> _Given instruction_: Starting at the line that contains "For the scoring pass, find every instance of the sheep's back" and ending at the line that contains "[[477, 305]]", with both of those lines included, copy out every line of the data in full. Shift each coordinate in the answers up by 81 and leave everything else unchanged.

> _Records supplied_:
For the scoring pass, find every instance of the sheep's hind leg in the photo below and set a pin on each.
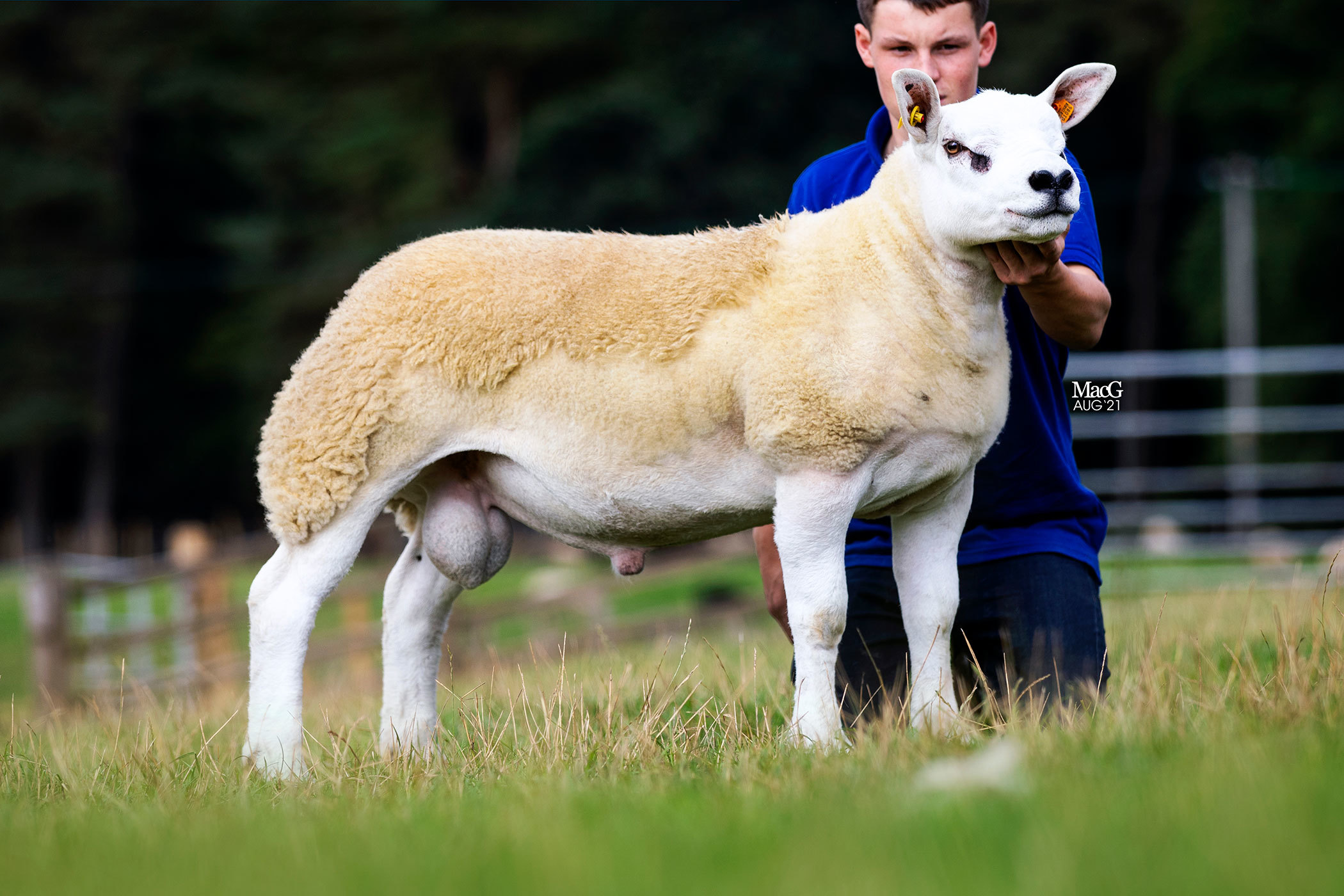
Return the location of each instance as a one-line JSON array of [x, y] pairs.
[[415, 607], [924, 558], [811, 518], [459, 543], [281, 606]]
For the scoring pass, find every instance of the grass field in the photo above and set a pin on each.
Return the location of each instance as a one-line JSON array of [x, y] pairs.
[[1215, 765]]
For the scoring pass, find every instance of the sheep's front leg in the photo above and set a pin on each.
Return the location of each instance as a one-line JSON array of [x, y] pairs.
[[415, 606], [811, 516], [924, 558]]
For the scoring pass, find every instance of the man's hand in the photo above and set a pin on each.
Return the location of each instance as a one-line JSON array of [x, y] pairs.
[[772, 577], [1069, 301], [1022, 264]]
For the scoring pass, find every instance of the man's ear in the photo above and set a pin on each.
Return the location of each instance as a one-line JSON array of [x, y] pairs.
[[917, 99], [1078, 90]]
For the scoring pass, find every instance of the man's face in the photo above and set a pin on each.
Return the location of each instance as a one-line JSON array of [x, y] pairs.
[[944, 45]]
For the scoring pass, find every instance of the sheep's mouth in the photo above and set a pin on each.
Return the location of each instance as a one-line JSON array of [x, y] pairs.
[[1042, 214]]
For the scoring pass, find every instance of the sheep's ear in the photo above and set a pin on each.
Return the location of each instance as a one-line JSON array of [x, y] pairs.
[[1078, 90], [917, 99]]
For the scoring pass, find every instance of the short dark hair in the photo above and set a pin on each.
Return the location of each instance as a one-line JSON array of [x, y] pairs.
[[979, 10]]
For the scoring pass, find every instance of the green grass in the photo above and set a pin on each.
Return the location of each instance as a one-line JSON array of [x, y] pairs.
[[1215, 765]]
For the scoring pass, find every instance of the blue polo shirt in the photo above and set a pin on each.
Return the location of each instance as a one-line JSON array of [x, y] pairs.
[[1027, 493]]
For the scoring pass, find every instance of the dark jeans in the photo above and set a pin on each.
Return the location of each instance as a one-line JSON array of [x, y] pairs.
[[1030, 622]]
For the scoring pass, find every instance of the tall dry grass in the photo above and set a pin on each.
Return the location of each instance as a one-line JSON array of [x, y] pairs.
[[714, 704]]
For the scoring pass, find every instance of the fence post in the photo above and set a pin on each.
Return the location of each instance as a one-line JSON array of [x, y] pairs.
[[1241, 330], [190, 548], [44, 600]]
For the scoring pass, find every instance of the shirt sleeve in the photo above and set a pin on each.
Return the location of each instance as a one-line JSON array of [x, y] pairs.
[[1082, 245], [799, 198]]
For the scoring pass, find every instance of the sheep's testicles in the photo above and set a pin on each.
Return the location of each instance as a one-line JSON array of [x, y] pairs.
[[465, 538]]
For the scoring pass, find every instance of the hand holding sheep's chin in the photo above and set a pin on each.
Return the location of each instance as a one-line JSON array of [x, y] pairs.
[[1068, 301], [1019, 264]]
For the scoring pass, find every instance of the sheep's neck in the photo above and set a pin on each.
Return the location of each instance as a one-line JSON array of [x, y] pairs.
[[964, 285]]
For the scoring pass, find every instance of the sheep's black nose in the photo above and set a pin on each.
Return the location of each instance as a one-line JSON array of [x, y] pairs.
[[1044, 180]]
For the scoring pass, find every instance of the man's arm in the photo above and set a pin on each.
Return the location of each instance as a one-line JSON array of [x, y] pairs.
[[772, 577], [1068, 301]]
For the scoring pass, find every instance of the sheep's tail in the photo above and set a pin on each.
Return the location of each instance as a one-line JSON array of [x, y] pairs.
[[315, 445]]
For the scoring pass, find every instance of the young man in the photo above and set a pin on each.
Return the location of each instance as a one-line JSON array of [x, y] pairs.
[[1030, 612]]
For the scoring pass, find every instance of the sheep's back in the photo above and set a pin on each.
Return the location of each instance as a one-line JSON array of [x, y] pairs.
[[477, 305]]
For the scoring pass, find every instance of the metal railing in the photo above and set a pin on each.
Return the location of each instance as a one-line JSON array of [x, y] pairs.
[[1217, 506]]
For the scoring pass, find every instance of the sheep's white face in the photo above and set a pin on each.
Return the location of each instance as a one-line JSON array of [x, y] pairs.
[[992, 168]]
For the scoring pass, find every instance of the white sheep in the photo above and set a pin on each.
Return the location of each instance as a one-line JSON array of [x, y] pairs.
[[625, 392]]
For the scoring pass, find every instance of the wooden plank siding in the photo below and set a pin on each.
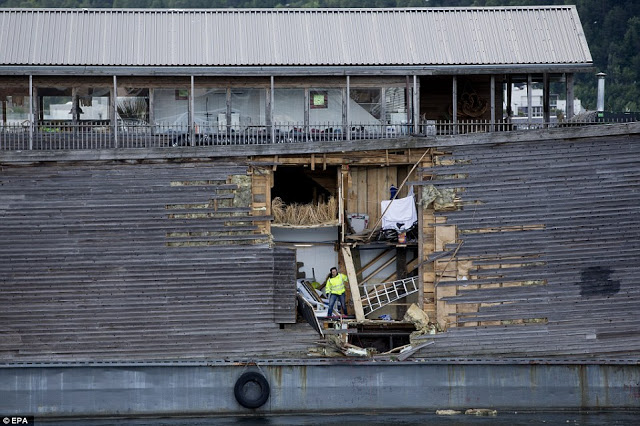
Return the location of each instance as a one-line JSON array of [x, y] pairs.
[[368, 186], [123, 261], [548, 264]]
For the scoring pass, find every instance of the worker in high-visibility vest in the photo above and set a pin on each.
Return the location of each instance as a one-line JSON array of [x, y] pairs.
[[335, 289]]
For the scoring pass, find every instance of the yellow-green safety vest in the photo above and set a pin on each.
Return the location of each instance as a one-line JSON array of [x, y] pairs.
[[335, 285]]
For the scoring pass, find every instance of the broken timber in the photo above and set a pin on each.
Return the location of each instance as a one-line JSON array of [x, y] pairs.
[[353, 283]]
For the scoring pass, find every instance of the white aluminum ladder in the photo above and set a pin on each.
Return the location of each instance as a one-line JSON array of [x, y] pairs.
[[375, 296]]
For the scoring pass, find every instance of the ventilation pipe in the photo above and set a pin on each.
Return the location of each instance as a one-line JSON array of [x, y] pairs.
[[600, 104]]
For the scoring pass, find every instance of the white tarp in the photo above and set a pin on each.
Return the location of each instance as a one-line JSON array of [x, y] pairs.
[[401, 215]]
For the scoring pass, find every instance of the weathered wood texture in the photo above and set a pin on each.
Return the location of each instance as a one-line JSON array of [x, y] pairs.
[[139, 261], [551, 241], [368, 186]]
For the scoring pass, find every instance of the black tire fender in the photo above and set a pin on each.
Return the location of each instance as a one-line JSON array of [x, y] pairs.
[[251, 390]]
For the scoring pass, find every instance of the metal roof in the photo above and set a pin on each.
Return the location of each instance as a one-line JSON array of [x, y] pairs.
[[497, 36]]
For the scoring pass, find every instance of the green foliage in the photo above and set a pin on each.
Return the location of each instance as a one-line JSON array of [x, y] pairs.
[[612, 29]]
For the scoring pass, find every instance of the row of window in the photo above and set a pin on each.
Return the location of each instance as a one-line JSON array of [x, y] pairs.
[[213, 108]]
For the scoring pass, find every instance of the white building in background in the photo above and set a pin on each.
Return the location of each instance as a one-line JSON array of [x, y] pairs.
[[520, 104]]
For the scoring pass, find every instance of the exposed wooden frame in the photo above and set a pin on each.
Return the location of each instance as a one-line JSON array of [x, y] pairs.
[[353, 283], [570, 97], [529, 98]]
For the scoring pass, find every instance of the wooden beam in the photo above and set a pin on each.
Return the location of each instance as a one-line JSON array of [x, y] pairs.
[[378, 257], [384, 265], [353, 283]]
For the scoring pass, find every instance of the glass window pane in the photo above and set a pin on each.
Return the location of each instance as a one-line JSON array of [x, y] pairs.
[[210, 109], [325, 107], [132, 105], [395, 106], [171, 108], [93, 104], [14, 108], [288, 106], [250, 106], [55, 103], [365, 106]]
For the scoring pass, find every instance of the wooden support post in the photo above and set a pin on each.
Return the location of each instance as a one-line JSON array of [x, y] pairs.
[[546, 105], [401, 262], [353, 283], [570, 98]]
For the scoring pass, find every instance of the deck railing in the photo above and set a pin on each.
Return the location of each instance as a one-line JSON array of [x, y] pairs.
[[103, 135]]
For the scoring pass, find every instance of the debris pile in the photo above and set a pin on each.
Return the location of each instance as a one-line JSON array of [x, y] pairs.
[[304, 214], [421, 321]]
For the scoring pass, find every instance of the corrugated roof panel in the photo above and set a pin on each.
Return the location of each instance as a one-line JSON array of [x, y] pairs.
[[292, 37]]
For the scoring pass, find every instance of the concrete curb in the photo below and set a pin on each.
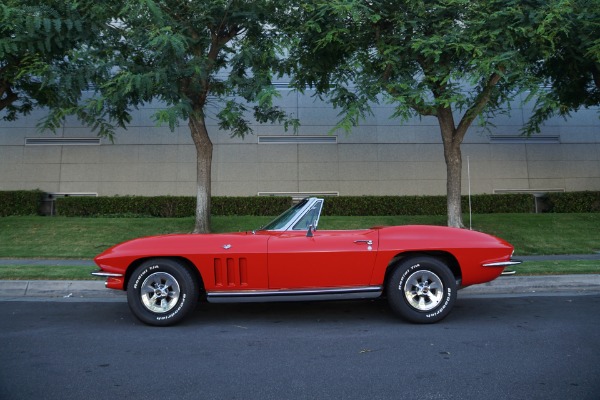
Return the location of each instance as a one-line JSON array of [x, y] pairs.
[[65, 289], [537, 284]]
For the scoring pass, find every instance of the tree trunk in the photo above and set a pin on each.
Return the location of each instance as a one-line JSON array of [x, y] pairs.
[[453, 156], [204, 148]]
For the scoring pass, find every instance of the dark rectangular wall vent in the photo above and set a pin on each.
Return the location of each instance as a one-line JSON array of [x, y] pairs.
[[547, 139], [56, 141], [296, 139]]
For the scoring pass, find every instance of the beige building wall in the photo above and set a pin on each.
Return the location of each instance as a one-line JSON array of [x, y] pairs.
[[381, 157]]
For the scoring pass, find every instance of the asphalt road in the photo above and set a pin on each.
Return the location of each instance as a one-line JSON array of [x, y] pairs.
[[517, 347]]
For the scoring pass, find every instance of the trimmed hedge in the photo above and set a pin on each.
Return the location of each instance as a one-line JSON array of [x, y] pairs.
[[574, 202], [28, 203], [426, 205], [167, 206], [20, 202]]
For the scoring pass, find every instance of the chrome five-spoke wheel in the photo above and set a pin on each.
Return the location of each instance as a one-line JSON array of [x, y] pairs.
[[421, 289], [424, 290], [160, 292]]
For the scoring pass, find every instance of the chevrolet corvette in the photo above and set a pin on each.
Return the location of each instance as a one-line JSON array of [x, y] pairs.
[[418, 268]]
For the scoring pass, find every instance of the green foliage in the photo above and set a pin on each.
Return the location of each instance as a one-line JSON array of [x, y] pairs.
[[574, 202], [20, 202], [167, 206], [186, 55], [44, 52]]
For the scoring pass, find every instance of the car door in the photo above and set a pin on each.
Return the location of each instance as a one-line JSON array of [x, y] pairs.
[[321, 259]]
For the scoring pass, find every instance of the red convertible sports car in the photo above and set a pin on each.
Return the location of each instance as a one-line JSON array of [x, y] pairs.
[[417, 268]]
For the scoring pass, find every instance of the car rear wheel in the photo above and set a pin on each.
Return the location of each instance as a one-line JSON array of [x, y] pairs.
[[162, 292], [421, 290]]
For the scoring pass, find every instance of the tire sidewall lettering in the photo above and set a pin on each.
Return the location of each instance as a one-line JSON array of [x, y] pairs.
[[443, 306], [174, 313]]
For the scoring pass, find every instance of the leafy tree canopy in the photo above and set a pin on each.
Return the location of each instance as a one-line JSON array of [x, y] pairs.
[[42, 52]]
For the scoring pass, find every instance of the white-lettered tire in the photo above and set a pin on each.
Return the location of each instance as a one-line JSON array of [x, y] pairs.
[[162, 292], [421, 290]]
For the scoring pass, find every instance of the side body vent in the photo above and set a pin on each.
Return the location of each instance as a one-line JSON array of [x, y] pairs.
[[231, 272]]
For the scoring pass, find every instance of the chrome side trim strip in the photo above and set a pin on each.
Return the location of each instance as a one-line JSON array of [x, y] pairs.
[[106, 274], [503, 263], [258, 296]]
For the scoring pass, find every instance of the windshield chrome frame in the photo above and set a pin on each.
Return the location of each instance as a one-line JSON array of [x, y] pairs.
[[298, 215]]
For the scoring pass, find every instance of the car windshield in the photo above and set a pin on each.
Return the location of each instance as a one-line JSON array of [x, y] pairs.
[[284, 218]]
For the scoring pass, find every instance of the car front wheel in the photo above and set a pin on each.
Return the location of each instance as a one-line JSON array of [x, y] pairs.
[[421, 290], [161, 292]]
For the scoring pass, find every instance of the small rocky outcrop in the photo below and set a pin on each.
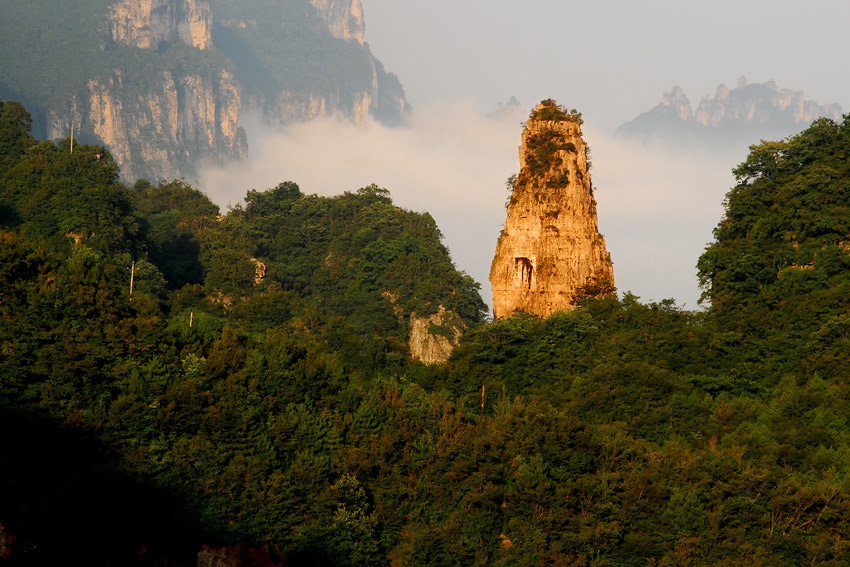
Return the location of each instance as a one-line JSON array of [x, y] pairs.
[[344, 18], [433, 338], [550, 253], [148, 24], [161, 131]]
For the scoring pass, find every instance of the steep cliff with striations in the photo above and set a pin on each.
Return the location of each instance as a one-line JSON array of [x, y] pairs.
[[344, 18], [164, 83], [149, 24], [550, 253]]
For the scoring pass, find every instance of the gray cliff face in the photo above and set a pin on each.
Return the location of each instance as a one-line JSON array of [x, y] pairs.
[[163, 84], [746, 113], [148, 24], [344, 18]]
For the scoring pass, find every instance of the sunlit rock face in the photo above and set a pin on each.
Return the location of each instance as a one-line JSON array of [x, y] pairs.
[[550, 253], [433, 338]]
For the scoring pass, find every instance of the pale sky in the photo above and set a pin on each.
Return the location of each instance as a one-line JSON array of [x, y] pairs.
[[611, 60]]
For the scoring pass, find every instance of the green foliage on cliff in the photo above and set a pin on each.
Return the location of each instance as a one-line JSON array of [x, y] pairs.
[[282, 412], [551, 110]]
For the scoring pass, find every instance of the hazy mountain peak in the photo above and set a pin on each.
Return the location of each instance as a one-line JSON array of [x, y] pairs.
[[747, 113]]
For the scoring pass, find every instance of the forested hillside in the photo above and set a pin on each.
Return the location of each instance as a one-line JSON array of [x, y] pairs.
[[257, 390]]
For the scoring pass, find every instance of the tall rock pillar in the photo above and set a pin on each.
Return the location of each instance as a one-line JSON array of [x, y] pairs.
[[550, 253]]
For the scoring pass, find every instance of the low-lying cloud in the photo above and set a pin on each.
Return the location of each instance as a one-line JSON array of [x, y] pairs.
[[656, 208]]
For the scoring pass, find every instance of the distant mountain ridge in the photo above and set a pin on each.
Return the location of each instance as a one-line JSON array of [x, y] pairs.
[[164, 83], [748, 112]]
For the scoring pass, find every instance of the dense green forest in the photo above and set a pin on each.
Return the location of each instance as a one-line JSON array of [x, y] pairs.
[[256, 389]]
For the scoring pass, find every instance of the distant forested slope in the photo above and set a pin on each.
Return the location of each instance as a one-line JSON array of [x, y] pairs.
[[163, 84], [277, 409]]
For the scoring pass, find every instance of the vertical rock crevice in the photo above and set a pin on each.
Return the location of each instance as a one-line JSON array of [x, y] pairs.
[[550, 253]]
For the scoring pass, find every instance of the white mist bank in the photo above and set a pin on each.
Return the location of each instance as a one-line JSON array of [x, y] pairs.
[[656, 209]]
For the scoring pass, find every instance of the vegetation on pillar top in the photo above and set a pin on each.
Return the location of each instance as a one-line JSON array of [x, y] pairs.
[[551, 110]]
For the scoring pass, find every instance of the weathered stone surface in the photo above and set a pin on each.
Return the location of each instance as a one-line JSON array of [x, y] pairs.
[[433, 338], [180, 119], [550, 252], [344, 18], [150, 23]]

> _Solution for this problem_:
For the scoring pass, find every instance of the sheep's back in the photo above and set a pin on each.
Return the location of each instance as a one-line JSON array of [x, y] pairs.
[[558, 386]]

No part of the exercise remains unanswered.